#### [Dataset extract]
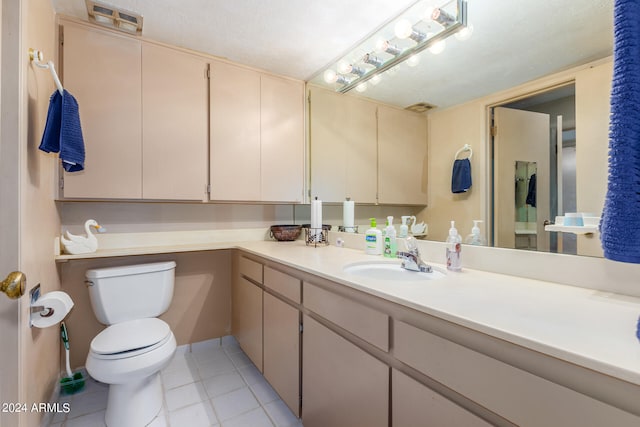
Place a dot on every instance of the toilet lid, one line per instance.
(131, 335)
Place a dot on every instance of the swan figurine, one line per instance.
(418, 229)
(80, 244)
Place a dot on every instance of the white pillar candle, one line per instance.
(348, 209)
(316, 218)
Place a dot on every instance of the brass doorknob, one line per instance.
(14, 284)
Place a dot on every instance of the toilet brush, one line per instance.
(72, 382)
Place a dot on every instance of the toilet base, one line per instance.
(134, 404)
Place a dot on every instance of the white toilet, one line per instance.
(129, 354)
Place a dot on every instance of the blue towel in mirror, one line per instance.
(62, 131)
(461, 176)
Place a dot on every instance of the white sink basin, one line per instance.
(381, 270)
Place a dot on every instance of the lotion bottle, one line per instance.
(475, 238)
(390, 242)
(454, 249)
(373, 239)
(404, 228)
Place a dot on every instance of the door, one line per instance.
(523, 137)
(10, 61)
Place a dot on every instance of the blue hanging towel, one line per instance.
(620, 224)
(461, 176)
(62, 131)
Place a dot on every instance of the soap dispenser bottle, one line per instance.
(373, 239)
(404, 228)
(454, 249)
(475, 238)
(390, 242)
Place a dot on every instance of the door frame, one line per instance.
(512, 95)
(11, 135)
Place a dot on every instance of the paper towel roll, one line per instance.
(59, 302)
(316, 218)
(348, 213)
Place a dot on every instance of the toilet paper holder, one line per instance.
(40, 309)
(44, 311)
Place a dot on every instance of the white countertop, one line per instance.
(588, 327)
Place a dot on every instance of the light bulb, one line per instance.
(344, 67)
(403, 29)
(330, 76)
(361, 87)
(381, 45)
(465, 33)
(428, 14)
(437, 47)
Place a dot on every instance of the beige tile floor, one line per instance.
(212, 383)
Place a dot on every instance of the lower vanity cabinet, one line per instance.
(281, 329)
(282, 350)
(246, 309)
(414, 404)
(342, 385)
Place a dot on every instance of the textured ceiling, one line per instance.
(514, 41)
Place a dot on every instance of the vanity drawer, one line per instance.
(287, 286)
(517, 395)
(367, 323)
(251, 269)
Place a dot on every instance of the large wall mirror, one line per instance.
(515, 43)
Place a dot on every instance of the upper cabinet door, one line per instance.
(235, 133)
(102, 71)
(343, 147)
(282, 139)
(174, 124)
(402, 157)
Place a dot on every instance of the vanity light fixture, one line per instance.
(118, 19)
(421, 26)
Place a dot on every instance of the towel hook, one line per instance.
(466, 147)
(36, 57)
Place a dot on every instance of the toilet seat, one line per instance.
(131, 338)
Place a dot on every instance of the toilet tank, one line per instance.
(130, 292)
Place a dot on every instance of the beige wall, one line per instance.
(200, 309)
(448, 131)
(593, 87)
(451, 128)
(39, 221)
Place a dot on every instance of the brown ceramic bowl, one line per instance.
(285, 233)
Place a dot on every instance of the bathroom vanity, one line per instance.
(470, 348)
(369, 359)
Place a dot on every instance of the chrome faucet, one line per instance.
(411, 258)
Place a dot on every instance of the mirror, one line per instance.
(513, 43)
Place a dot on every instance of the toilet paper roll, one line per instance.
(59, 302)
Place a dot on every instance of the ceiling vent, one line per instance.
(420, 107)
(109, 16)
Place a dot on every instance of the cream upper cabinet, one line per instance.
(257, 136)
(102, 71)
(174, 124)
(235, 132)
(402, 157)
(282, 139)
(143, 109)
(343, 147)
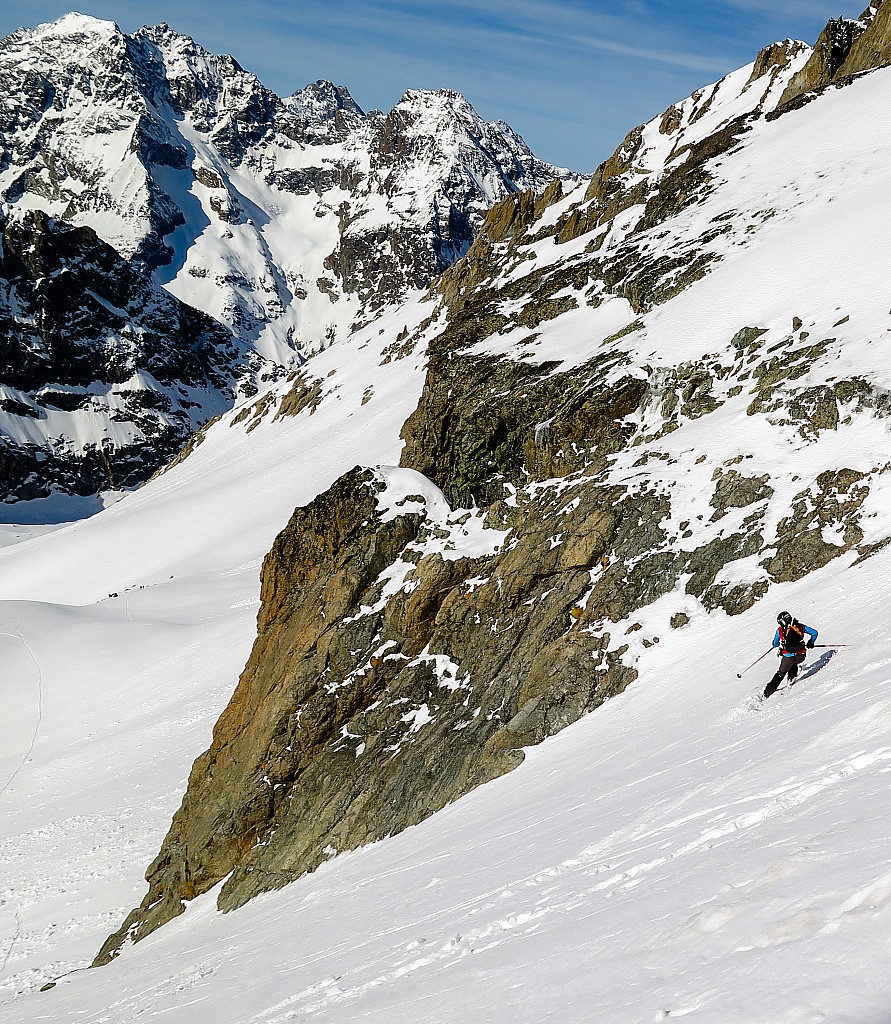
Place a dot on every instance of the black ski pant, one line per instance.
(788, 667)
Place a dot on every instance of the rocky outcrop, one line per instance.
(84, 336)
(845, 47)
(365, 708)
(556, 510)
(147, 140)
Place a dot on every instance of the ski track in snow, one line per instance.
(683, 852)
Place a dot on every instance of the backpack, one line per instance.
(792, 638)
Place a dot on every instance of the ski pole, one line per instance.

#### [Given instruction]
Without the pictures, repeat exactly the lines running from the line containing "Place a dot on every instance of the bathroom" through the end of the data, both ends included.

#### [Solution to this exercise]
Place a dot on every instance of the bathroom vanity, one line per instance.
(470, 348)
(369, 359)
Place a dot on every instance of the chrome faucet, one line per instance.
(411, 258)
Place a dot on every instance of the mirror, one line per instance.
(513, 43)
Place a dot on every instance of the toilet paper roll, one line per instance.
(59, 302)
Place a dot on every instance of the ceiling vent, one line per instance.
(420, 107)
(109, 16)
Place a dot on every instance of the cream upper cabinet, one line per instance.
(257, 136)
(102, 71)
(174, 124)
(235, 132)
(402, 157)
(282, 139)
(143, 109)
(343, 147)
Place a dot on every instance of the black ski pant, one line per instance.
(788, 667)
Place a dot on every instance of the rocky outcrop, one line per instance.
(84, 336)
(845, 47)
(365, 708)
(556, 510)
(147, 140)
Place a dot on every instance of the ski track in snow, one line per instance.
(683, 852)
Place a dot on every instance of the backpack, one line per instance.
(792, 638)
Place a dot on every instance of the ski pole, one line per instance.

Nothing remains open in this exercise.